Rewrite the stretch of data from its start through the line containing "308,100,500,176", changing "integers" to "whole numbers" and leaving everything else unaltered; omit the pictures.

···

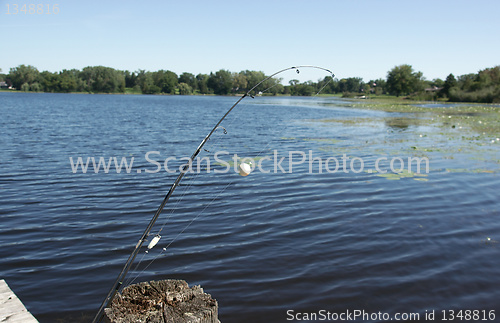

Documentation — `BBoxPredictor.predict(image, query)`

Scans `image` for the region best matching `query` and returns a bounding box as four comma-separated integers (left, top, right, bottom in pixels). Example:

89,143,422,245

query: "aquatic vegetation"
308,100,500,176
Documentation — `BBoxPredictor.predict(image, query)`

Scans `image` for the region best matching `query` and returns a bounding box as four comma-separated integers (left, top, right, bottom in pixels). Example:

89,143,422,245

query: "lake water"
0,93,500,323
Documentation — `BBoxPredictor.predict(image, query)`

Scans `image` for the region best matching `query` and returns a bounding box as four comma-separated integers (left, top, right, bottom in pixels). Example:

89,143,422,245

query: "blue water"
0,93,500,323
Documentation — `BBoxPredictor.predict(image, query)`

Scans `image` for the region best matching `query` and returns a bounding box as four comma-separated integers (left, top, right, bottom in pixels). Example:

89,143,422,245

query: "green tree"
8,65,40,91
196,74,210,94
387,64,423,96
20,82,30,92
178,82,193,95
123,71,137,88
441,74,457,97
233,72,248,92
79,66,125,93
179,72,198,91
137,70,161,94
153,70,178,94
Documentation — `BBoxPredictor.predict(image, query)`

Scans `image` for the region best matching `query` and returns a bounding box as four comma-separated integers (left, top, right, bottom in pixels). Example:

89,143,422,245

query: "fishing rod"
92,65,335,323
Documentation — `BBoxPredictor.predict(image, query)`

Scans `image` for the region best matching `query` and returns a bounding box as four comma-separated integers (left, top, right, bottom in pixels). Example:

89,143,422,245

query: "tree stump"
104,279,220,323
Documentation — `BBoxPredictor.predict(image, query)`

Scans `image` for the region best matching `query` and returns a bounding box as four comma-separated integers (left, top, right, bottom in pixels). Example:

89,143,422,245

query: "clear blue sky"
0,0,500,81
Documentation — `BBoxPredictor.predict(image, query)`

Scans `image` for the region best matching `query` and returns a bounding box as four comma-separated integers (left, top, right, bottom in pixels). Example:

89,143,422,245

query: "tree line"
0,64,500,103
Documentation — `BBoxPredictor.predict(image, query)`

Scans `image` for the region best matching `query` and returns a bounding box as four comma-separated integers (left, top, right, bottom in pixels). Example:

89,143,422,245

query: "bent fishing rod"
92,65,335,323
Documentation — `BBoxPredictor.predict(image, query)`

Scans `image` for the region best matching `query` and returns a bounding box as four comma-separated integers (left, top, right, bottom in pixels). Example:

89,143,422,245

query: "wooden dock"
0,279,38,323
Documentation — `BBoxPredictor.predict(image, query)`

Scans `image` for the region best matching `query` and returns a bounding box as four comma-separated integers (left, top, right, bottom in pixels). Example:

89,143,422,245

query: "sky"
0,0,500,82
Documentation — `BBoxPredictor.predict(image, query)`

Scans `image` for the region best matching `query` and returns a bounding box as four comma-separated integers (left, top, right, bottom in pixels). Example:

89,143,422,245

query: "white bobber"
238,163,252,176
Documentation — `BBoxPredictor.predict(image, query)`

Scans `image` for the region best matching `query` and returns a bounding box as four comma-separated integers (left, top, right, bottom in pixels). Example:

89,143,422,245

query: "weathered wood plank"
0,279,38,323
104,280,219,323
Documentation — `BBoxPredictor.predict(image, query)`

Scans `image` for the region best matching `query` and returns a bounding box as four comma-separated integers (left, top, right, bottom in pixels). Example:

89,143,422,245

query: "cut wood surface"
105,280,219,323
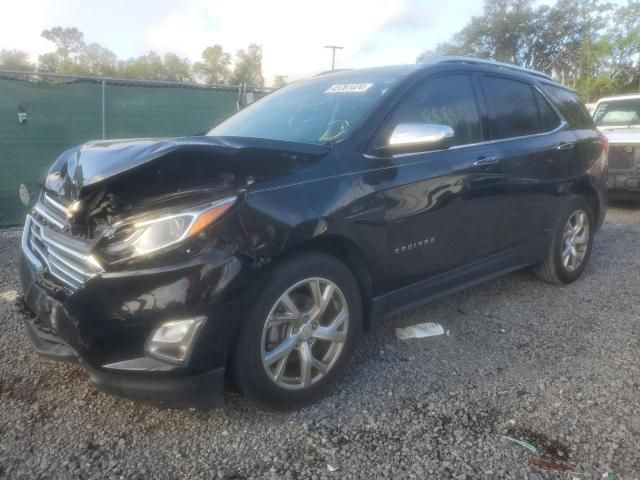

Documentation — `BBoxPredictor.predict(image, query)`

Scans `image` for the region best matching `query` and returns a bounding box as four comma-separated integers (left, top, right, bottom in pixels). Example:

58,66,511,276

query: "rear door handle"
556,142,574,150
473,157,500,167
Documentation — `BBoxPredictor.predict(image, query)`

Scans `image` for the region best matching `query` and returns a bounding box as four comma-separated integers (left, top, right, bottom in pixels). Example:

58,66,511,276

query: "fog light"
145,317,206,365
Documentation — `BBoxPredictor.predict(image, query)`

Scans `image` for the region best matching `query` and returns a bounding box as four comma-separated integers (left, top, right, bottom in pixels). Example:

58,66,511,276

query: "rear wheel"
534,195,595,284
232,253,362,409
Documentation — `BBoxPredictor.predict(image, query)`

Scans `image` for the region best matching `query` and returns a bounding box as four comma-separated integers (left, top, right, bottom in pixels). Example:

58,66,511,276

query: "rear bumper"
81,362,225,408
607,170,640,194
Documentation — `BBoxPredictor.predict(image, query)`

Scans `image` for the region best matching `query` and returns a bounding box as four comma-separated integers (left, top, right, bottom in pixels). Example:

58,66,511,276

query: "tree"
38,52,61,72
193,45,231,84
418,0,616,98
42,27,84,63
0,50,35,71
273,75,287,88
118,51,164,80
231,43,264,87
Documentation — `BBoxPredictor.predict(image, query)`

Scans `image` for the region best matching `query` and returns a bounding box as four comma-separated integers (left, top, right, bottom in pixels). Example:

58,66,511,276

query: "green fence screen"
0,72,264,227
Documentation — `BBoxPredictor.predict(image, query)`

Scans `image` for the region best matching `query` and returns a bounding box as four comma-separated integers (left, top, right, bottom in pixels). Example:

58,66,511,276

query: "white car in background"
593,93,640,196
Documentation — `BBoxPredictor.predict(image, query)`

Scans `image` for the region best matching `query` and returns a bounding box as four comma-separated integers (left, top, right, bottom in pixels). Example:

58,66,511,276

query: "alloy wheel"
560,210,589,272
261,277,349,390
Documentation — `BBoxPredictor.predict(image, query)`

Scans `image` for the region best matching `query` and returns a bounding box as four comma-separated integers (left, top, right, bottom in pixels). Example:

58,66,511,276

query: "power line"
324,45,344,71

···

THE SOLUTION:
Documentation — `BBoxPredictor.predict(image, query)`

Scans `image` for the region best matching `query` and returns a bounding box as four comma-separated whole numbers (left, top, right, bottom in pixels). Example:

89,143,422,245

query: "aquatic vegetation"
308,100,500,176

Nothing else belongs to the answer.